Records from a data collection
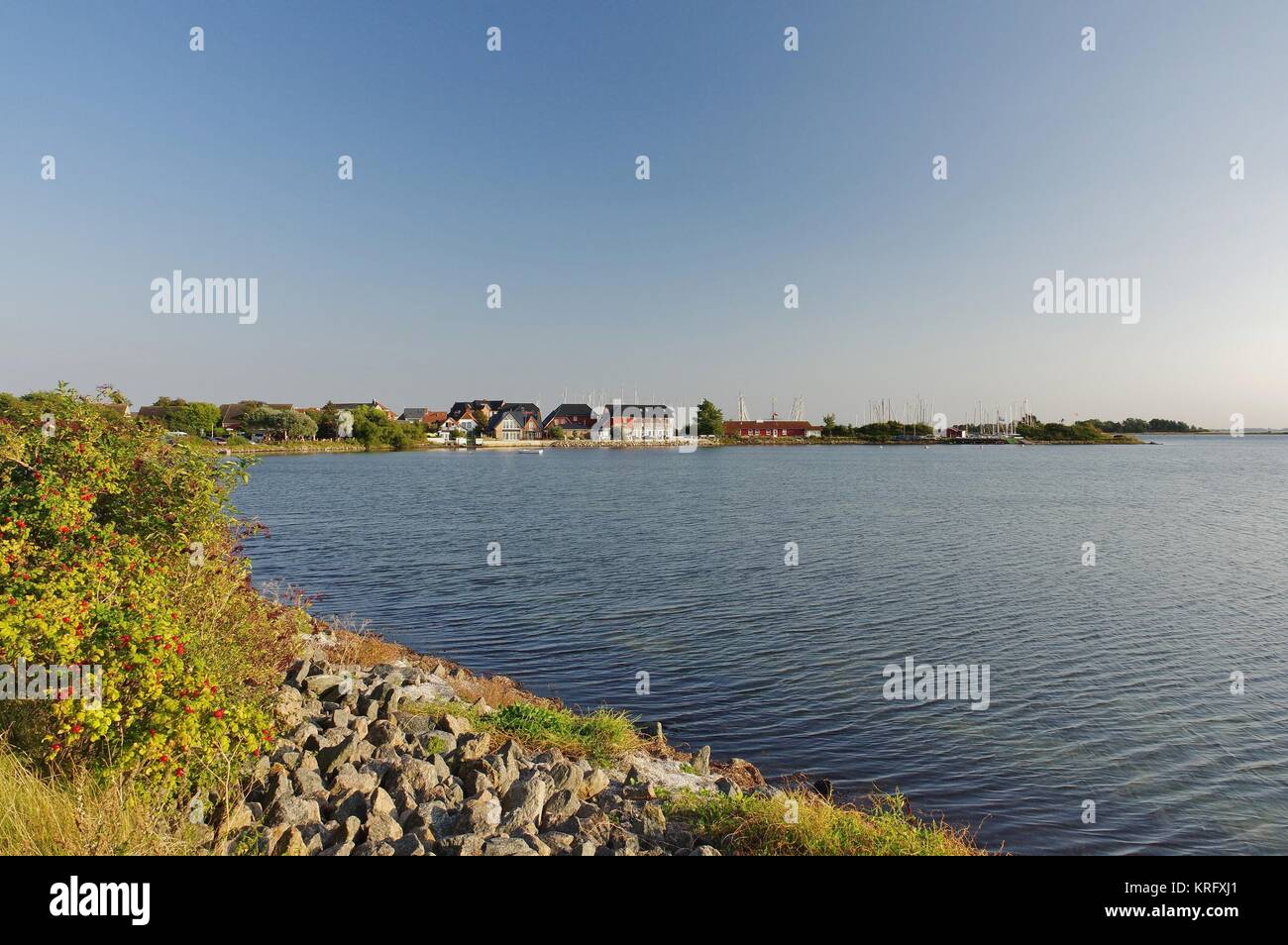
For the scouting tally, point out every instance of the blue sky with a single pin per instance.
(768, 167)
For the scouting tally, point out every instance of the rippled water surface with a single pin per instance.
(1108, 682)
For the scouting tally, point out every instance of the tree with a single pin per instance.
(709, 420)
(295, 425)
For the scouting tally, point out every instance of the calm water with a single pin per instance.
(1109, 682)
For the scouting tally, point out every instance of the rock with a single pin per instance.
(700, 761)
(456, 725)
(385, 733)
(480, 815)
(746, 770)
(381, 827)
(462, 845)
(308, 783)
(559, 843)
(565, 776)
(507, 846)
(322, 686)
(655, 821)
(348, 778)
(382, 804)
(331, 759)
(523, 803)
(290, 843)
(347, 829)
(562, 806)
(473, 747)
(593, 783)
(408, 845)
(292, 811)
(625, 841)
(299, 673)
(436, 742)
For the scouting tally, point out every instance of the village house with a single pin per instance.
(231, 413)
(772, 428)
(634, 421)
(423, 415)
(469, 415)
(575, 419)
(516, 421)
(378, 406)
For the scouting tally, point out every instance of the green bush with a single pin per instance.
(117, 550)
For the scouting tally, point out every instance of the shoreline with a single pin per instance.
(702, 445)
(384, 752)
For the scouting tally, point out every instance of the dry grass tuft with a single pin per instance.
(85, 816)
(800, 823)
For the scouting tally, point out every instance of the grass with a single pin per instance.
(752, 825)
(84, 816)
(599, 737)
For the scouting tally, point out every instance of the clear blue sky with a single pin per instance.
(768, 167)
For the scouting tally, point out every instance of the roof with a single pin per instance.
(520, 409)
(232, 411)
(742, 425)
(578, 411)
(640, 409)
(364, 403)
(460, 407)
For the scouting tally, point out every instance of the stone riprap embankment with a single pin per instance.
(375, 763)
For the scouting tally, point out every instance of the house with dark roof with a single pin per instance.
(378, 406)
(574, 419)
(634, 421)
(471, 415)
(771, 428)
(231, 413)
(423, 415)
(515, 421)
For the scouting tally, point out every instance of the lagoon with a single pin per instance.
(1109, 682)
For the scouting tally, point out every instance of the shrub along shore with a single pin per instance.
(233, 722)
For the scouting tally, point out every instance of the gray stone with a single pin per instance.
(593, 783)
(292, 810)
(480, 814)
(381, 827)
(559, 808)
(700, 761)
(331, 759)
(507, 846)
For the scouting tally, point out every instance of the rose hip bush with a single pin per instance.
(99, 520)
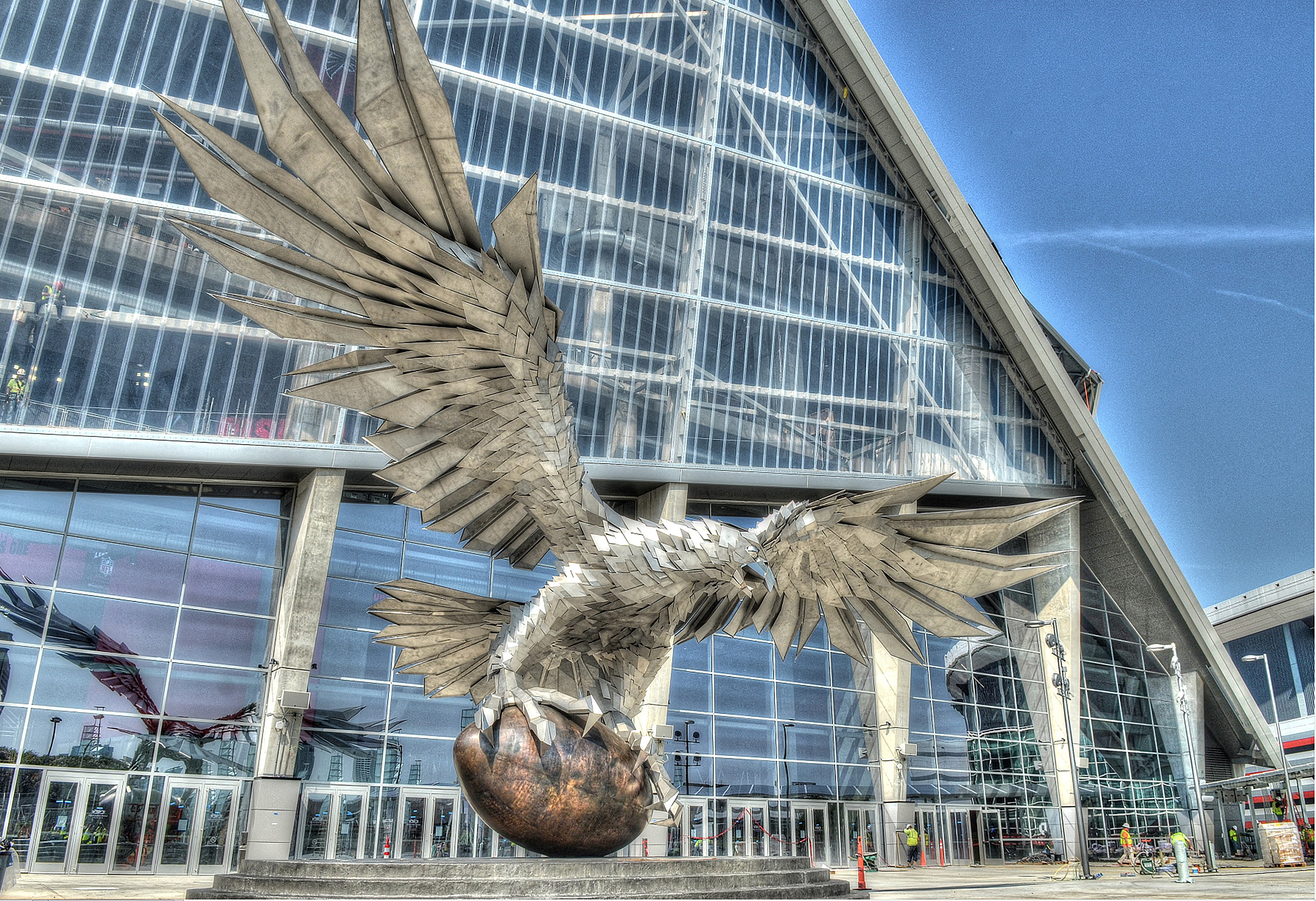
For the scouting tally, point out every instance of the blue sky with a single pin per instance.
(1145, 171)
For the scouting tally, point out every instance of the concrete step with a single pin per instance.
(609, 878)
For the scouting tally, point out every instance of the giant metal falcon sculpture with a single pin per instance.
(459, 358)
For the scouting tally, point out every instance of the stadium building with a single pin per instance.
(1272, 629)
(772, 289)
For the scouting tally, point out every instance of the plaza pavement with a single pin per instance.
(1234, 883)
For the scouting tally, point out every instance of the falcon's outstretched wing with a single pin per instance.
(840, 559)
(459, 343)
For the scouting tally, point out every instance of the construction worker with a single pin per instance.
(15, 396)
(1126, 845)
(1181, 845)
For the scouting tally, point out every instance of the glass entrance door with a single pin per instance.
(178, 826)
(197, 826)
(426, 826)
(813, 832)
(964, 838)
(77, 819)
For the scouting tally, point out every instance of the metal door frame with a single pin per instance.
(968, 811)
(430, 795)
(203, 787)
(84, 779)
(336, 821)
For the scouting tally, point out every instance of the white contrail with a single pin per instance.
(1171, 236)
(1270, 301)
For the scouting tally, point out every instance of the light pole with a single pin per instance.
(54, 725)
(1063, 688)
(1193, 758)
(1280, 737)
(786, 765)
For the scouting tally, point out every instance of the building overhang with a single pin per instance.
(848, 51)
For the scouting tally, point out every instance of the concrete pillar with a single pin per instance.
(1199, 816)
(892, 689)
(274, 796)
(1056, 597)
(665, 502)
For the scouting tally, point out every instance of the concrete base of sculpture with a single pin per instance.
(582, 796)
(535, 878)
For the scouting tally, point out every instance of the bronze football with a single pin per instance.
(582, 796)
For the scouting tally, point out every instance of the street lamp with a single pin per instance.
(1193, 758)
(54, 725)
(689, 738)
(1280, 737)
(1063, 688)
(786, 765)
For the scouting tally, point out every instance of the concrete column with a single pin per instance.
(1199, 816)
(1057, 597)
(664, 502)
(274, 796)
(892, 689)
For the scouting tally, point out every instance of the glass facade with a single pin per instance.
(745, 284)
(1289, 649)
(133, 629)
(1131, 730)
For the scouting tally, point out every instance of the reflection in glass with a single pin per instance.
(98, 819)
(316, 825)
(122, 571)
(57, 820)
(349, 828)
(162, 521)
(30, 555)
(179, 823)
(216, 826)
(36, 504)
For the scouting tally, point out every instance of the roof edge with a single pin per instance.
(906, 146)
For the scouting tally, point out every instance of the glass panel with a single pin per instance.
(181, 820)
(760, 833)
(315, 833)
(222, 638)
(30, 555)
(216, 828)
(227, 585)
(56, 823)
(157, 521)
(441, 836)
(122, 570)
(37, 504)
(466, 833)
(236, 535)
(98, 820)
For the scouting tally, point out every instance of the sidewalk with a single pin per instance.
(1236, 883)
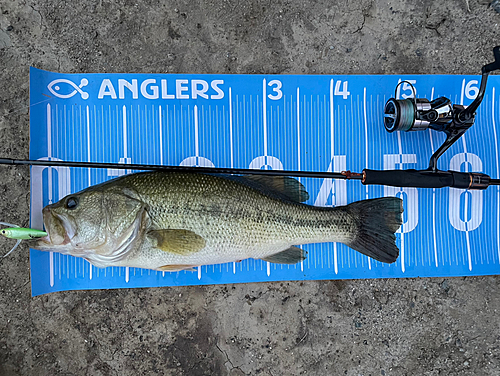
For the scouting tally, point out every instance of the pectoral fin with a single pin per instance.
(291, 255)
(177, 268)
(182, 242)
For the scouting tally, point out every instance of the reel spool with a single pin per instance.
(418, 114)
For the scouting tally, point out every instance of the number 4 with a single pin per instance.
(345, 93)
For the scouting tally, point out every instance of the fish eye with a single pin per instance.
(71, 203)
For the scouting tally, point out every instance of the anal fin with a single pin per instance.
(290, 255)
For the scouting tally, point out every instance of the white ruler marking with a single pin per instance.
(498, 169)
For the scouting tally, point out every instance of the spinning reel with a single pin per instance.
(417, 114)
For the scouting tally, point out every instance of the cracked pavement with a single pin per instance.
(427, 326)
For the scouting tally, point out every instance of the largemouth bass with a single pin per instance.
(172, 221)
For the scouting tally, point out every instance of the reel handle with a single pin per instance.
(426, 179)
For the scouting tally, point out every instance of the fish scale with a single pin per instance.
(177, 220)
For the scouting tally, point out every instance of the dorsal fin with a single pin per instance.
(282, 187)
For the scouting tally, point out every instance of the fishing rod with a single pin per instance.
(410, 114)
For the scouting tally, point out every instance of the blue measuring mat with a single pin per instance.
(293, 122)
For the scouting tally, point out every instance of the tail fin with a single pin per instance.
(378, 220)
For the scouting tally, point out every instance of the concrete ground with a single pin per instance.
(428, 326)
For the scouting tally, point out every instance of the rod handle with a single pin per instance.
(426, 179)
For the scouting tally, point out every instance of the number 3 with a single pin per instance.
(276, 89)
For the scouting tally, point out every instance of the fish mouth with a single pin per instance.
(59, 229)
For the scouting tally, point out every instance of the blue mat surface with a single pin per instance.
(293, 122)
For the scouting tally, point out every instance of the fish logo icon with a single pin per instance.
(56, 87)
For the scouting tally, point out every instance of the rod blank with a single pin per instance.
(212, 170)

● Problem requirements: Each line above is to be copied verbatim. Drop any image from the copy.

● Exercise answer:
For the scouting tally, point out every instance of the blue sky with a single pin per instance.
(768, 167)
For the scouting tally, point out every instance of the rippled water surface with a single pin per instance.
(1108, 682)
For the scouting tally, point out every instance of the tree with a single pin per instance.
(709, 420)
(295, 425)
For the scouting tally, point out every instance of the calm water with a single pin per instance.
(1109, 682)
For the scouting tally, point out every instance of the rock with a single pin per instance.
(700, 761)
(456, 725)
(385, 733)
(480, 815)
(746, 770)
(381, 827)
(462, 845)
(308, 783)
(559, 843)
(565, 776)
(507, 846)
(322, 686)
(655, 821)
(348, 778)
(382, 804)
(331, 759)
(523, 803)
(290, 843)
(347, 829)
(562, 806)
(473, 747)
(593, 783)
(408, 845)
(292, 811)
(625, 841)
(299, 673)
(436, 742)
For the scouting tally, point out every instance of the village house with a single pin per instance.
(231, 413)
(772, 428)
(634, 421)
(423, 415)
(469, 415)
(575, 419)
(516, 421)
(378, 406)
For the scouting tally, point out every instance of the green bush with a single pin per instance.
(117, 550)
For the scouting tally, point out every instance of the shoreline with a single pin per instance.
(702, 445)
(384, 752)
For the scouting tally, point out every instance of the dry grass tuft with a single pin per instance.
(85, 816)
(800, 823)
For the scouting tally, point out every instance of the grass with a single pin per instance.
(752, 825)
(84, 816)
(599, 737)
For the scouting tally, point out every instance of the clear blue sky with a single pin per instance.
(768, 167)
For the scouting tally, point out every instance of the roof with a single pin per instance.
(520, 409)
(232, 411)
(742, 425)
(578, 411)
(640, 409)
(364, 403)
(460, 407)
For the scouting tally, point out every instance of the stone riprap embankment with a single pin per instance.
(375, 763)
For the scouting tally, point out every instance of the house with dark roof with a single pin per instance.
(378, 406)
(574, 419)
(634, 421)
(471, 415)
(771, 428)
(231, 413)
(423, 415)
(515, 421)
For the scouting tally, point out every instance of the lagoon with a single pin per instance.
(1109, 682)
For the scouting tally, point out every instance of the shrub along shore with a single pin per instance.
(233, 722)
For the scouting tally, point out every instance of the gray stone with a single pin per instance.
(593, 783)
(292, 810)
(480, 814)
(381, 827)
(559, 808)
(700, 761)
(331, 759)
(507, 846)
For the scouting tally, point out every instance of the rose hip bush with a single pin per instance.
(99, 520)
For the scouting tally, point out every instance of the blue sky with a single pin per instance.
(1145, 171)
For the scouting tally, point out every instance of the concrete step with a single pin per instance.
(609, 878)
For the scouting tally, point out every instance of the giant metal falcon sculpture with a single pin per instance.
(459, 358)
For the scouting tally, point out every instance of the stadium building with a single pin per instance.
(1272, 629)
(772, 289)
For the scouting tally, point out every instance of the plaza pavement with a single pin per instance.
(1234, 883)
For the scouting tally, point out every instance of the falcon's outstretched wing with a single pin per instance.
(840, 559)
(459, 343)
For the scouting tally, point out every instance of the construction worker with a single pin per instance.
(15, 396)
(1126, 845)
(1181, 845)
For the scouting tally, point out every instance of the glass entrance door with a single pin per instance.
(178, 826)
(197, 826)
(426, 826)
(813, 832)
(964, 838)
(77, 819)
For the scouting tally, point out every instance of the metal door frame with a single pin per instance.
(968, 811)
(430, 795)
(203, 787)
(84, 779)
(336, 821)
For the scouting tally, point out every instance of the white contrail with a single pin per instance.
(1171, 236)
(1270, 301)
For the scouting tally, point out every instance of the light pole with a single pin per instance.
(54, 725)
(1063, 688)
(1193, 758)
(1280, 737)
(786, 765)
For the scouting tally, point out every instance of the building overhang with a single pin per instance.
(848, 51)
For the scouting tally, point out every instance of the concrete pillar with a single pin per instance.
(1199, 816)
(892, 689)
(274, 796)
(1056, 597)
(665, 502)
For the scouting tally, point out every instance of the concrete base of sculpture with a single pin per instance.
(582, 796)
(535, 878)
For the scouting tally, point out every instance of the bronze football with a single pin per instance.
(582, 796)
For the scouting tally, point out every instance of the street lamp with a single pin per instance.
(1193, 758)
(54, 725)
(689, 738)
(1280, 737)
(1063, 688)
(786, 765)
For the scouting tally, point out every instance of the concrete column with a single pin per instance.
(1199, 816)
(1057, 597)
(664, 502)
(274, 796)
(892, 689)
For the scouting tally, point out every instance of the glass facade with a single pin per instance.
(745, 284)
(1289, 649)
(133, 629)
(1131, 730)
For the scouting tally, point out every instance of the reflection in glass with a single pin per instance.
(98, 819)
(316, 825)
(122, 571)
(57, 820)
(349, 828)
(162, 521)
(30, 555)
(179, 823)
(216, 826)
(36, 504)
For the scouting tally, point out every instance of the roof edge with a single pin per instance.
(906, 146)
For the scouting tally, point out every instance of the glass panel with a single pin per instance.
(181, 820)
(760, 833)
(315, 833)
(222, 638)
(30, 555)
(216, 828)
(227, 585)
(56, 823)
(157, 521)
(441, 836)
(122, 570)
(37, 504)
(466, 833)
(236, 535)
(98, 820)
For the scouting tally, point out every instance of the sidewalk with a single pin per instance.
(1236, 883)
For the scouting tally, point out every instance of the pectoral fin with a single pin per instance.
(291, 255)
(177, 268)
(182, 242)
For the scouting tally, point out every instance of the reel spool with a single pin per instance.
(418, 114)
For the scouting tally, point out every instance of the number 4 with a single pin per instance.
(345, 93)
For the scouting tally, point out every instance of the fish eye with a single pin per instance.
(71, 203)
For the scouting tally, point out every instance of the anal fin with a single pin per instance.
(290, 255)
For the scouting tally, point out every instance of the white ruler marking with a single pin per instance.
(498, 169)
For the scouting tally, point out every instance of the spinning reel with a single pin per instance.
(417, 114)
For the scouting tally, point out every instance of the cracked pavement with a single pin per instance.
(427, 326)
For the scouting tally, point out every instance of the largemouth bass with a single pin per instance.
(172, 221)
For the scouting tally, point out every instance of the reel handle with a single pin per instance.
(426, 179)
For the scouting tally, point out every instance of the fish scale with a single pin per instance.
(177, 220)
For the scouting tally, point out every instance of the dorsal fin with a single pin per instance.
(282, 187)
For the scouting tally, point out every instance of the fishing rod with a single pin per instance.
(410, 114)
For the scouting tally, point out every instance of the blue measuring mat with a single pin per instance.
(293, 122)
For the scouting tally, point out every instance of the tail fin with a single pin per instance.
(378, 220)
For the scouting tally, point out every instance of the concrete ground with a single pin per instance.
(428, 326)
For the scouting tally, point out every instance of the rod handle with a single pin per instance.
(426, 179)
For the scouting tally, point out every instance of the number 3 with a single pin per instance.
(276, 89)
For the scouting tally, point out every instance of the fish mouth with a single pin per instance.
(59, 229)
For the scouting tally, point out every instance of the blue mat surface with a single pin per instance.
(293, 122)
For the scouting tally, point out every instance of the fish logo icon with a single pin per instance.
(56, 87)
For the scouting tally, point out every instance of the rod blank with a single pin per instance.
(212, 170)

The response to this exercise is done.